> Rows

------------------------------------------------------------

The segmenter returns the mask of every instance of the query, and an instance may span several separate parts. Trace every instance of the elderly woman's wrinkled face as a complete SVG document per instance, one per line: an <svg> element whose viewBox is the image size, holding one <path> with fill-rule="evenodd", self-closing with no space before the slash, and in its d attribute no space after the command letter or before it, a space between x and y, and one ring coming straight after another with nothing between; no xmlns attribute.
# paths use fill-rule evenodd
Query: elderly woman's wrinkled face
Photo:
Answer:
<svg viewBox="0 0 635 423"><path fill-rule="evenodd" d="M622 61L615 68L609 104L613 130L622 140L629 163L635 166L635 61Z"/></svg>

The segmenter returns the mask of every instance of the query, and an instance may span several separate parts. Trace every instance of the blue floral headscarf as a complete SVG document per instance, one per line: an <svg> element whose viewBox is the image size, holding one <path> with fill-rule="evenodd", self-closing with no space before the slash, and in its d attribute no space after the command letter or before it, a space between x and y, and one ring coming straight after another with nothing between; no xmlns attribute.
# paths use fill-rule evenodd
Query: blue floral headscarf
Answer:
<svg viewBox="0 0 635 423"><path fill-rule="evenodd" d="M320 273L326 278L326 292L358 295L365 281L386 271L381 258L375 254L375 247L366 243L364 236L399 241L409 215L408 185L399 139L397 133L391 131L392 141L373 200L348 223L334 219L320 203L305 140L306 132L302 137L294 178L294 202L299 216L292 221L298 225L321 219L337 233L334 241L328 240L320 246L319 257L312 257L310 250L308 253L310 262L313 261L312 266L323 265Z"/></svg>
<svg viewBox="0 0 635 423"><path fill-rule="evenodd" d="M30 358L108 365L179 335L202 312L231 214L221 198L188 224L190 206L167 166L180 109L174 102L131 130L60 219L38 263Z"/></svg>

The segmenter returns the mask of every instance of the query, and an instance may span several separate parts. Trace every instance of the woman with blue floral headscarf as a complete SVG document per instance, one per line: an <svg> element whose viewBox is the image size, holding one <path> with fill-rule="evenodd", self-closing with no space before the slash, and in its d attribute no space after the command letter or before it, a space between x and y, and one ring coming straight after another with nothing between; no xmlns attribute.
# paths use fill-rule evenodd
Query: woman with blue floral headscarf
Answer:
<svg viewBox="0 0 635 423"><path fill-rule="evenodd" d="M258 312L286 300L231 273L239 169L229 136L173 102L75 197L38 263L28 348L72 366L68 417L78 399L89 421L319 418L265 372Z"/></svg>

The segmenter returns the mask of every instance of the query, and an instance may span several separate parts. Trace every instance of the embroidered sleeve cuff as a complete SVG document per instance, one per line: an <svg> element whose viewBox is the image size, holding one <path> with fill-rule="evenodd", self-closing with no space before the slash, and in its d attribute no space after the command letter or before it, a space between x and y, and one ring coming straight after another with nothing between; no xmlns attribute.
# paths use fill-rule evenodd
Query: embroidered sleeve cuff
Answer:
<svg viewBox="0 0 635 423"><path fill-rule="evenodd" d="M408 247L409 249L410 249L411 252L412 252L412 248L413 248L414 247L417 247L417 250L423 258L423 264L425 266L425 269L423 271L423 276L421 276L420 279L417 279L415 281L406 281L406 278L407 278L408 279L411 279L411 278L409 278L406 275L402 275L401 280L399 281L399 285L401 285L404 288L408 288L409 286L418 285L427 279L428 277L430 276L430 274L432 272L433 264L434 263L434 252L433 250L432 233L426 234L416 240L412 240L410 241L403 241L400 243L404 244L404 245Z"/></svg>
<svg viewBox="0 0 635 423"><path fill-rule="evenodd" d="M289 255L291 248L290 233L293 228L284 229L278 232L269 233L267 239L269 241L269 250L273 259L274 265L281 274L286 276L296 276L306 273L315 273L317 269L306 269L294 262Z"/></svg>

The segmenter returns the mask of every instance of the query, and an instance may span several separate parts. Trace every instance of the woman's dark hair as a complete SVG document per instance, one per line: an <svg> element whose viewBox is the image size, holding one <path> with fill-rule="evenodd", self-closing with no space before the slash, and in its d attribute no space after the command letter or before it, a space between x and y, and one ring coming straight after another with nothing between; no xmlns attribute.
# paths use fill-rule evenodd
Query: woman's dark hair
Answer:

------------------------------------------------------------

> Set exercise
Please set down every one of the items above again, line for line, without changing a single character.

> Task answer
The segmenter returns the mask of every instance of the query, and an instance may span several separate parts. Trace every instance of the elderly woman's wrinkled face as a complete SVG document per instance, one per line: an <svg> element whose viewBox is the image size, holding one <path> with fill-rule="evenodd", self-closing with no space before the slash, and in its d attribute no space after the command letter or before it, a space between x and y, and one ring coming straight after another with nothing between; no xmlns attribute.
# paths use fill-rule evenodd
Query: elderly woman's wrinkled face
Photo:
Answer:
<svg viewBox="0 0 635 423"><path fill-rule="evenodd" d="M622 61L615 68L609 104L613 130L622 140L629 163L635 166L635 61Z"/></svg>

The segmenter returns the mask of every instance of the query, and an instance may span several separate parts. Trace every instance of the blue floral headscarf as a complete SVG document per instance, one per line: an <svg> element whose viewBox is the image size, holding one <path> with fill-rule="evenodd", self-closing with no space before the slash, and in its d attribute no space after the command letter or before it, a space between x and y, and one ring coming straight after another with nothing between; no xmlns attribute.
# paths use fill-rule evenodd
Query: blue floral headscarf
Answer:
<svg viewBox="0 0 635 423"><path fill-rule="evenodd" d="M320 273L326 278L326 292L358 295L365 281L386 271L381 258L375 254L375 247L366 243L364 236L399 241L409 215L408 185L399 139L397 133L391 131L392 141L373 200L348 223L334 219L320 203L305 140L306 132L302 137L294 178L294 202L299 216L292 221L298 225L321 219L337 233L334 241L328 240L320 246L319 257L312 257L310 250L308 253L310 262L313 261L312 266L323 265Z"/></svg>
<svg viewBox="0 0 635 423"><path fill-rule="evenodd" d="M30 358L108 365L179 335L202 312L231 214L221 198L188 224L190 206L167 166L180 109L174 102L131 130L60 219L38 263Z"/></svg>

The segmenter returns the mask of every instance of the query, and an instance may span several separate parts. Trace every instance of the woman with blue floral headscarf as a complete SVG document per instance, one per line: an <svg> element whose viewBox is the image size, holding one <path> with fill-rule="evenodd", self-closing with no space before the slash, and in its d attribute no space after the command letter or before it, a space between x and y, and one ring coming straight after another with nothing between; no xmlns attribute.
# paths use fill-rule evenodd
Query: woman with blue floral headscarf
Answer:
<svg viewBox="0 0 635 423"><path fill-rule="evenodd" d="M258 312L286 300L231 273L239 169L229 136L173 102L75 197L38 263L28 348L72 366L68 417L78 399L89 421L319 418L265 372Z"/></svg>

The segmenter returns the mask of every instance of the query, and an instance may span several separate parts. Trace every instance of the embroidered sleeve cuff as a complete SVG document per instance, one per line: an <svg> element whose viewBox is the image size, holding one <path> with fill-rule="evenodd", self-closing with no space before the slash, and in its d attribute no space after the command letter or before it, a space between x and y, and one ring coming straight after another with nothing between; no xmlns attribute.
# paths use fill-rule evenodd
Query: embroidered sleeve cuff
Answer:
<svg viewBox="0 0 635 423"><path fill-rule="evenodd" d="M408 247L409 249L410 249L411 252L412 252L412 248L413 248L414 247L417 247L417 250L423 258L423 264L425 266L425 269L423 271L423 276L421 276L420 279L417 279L415 281L406 281L406 278L407 278L408 279L411 279L411 278L409 278L406 275L402 275L401 280L399 281L399 285L401 285L404 288L408 288L409 286L418 285L427 279L428 277L430 276L430 274L432 272L433 264L434 263L434 252L433 250L432 233L426 234L416 240L412 240L410 241L403 241L400 243L404 244L404 245Z"/></svg>
<svg viewBox="0 0 635 423"><path fill-rule="evenodd" d="M289 255L291 248L290 233L293 228L284 229L278 232L269 233L267 239L269 241L269 250L273 259L274 265L281 274L286 276L296 276L306 273L315 273L317 269L306 269L294 262Z"/></svg>

The segmenter returns the mask of every instance of the query, and an instance may span several separate parts. Trace every instance of the woman's dark hair as a complete SVG document per instance, one per line: an <svg> element whose viewBox is the image size, holding one <path> with fill-rule="evenodd", self-closing with no space before the slash, and in its d attribute no space after the command letter or before it, a space between x and y, and one ring coming straight after another with nothing between; no xmlns attribute.
# paths use fill-rule evenodd
Query: woman's dark hair
Answer:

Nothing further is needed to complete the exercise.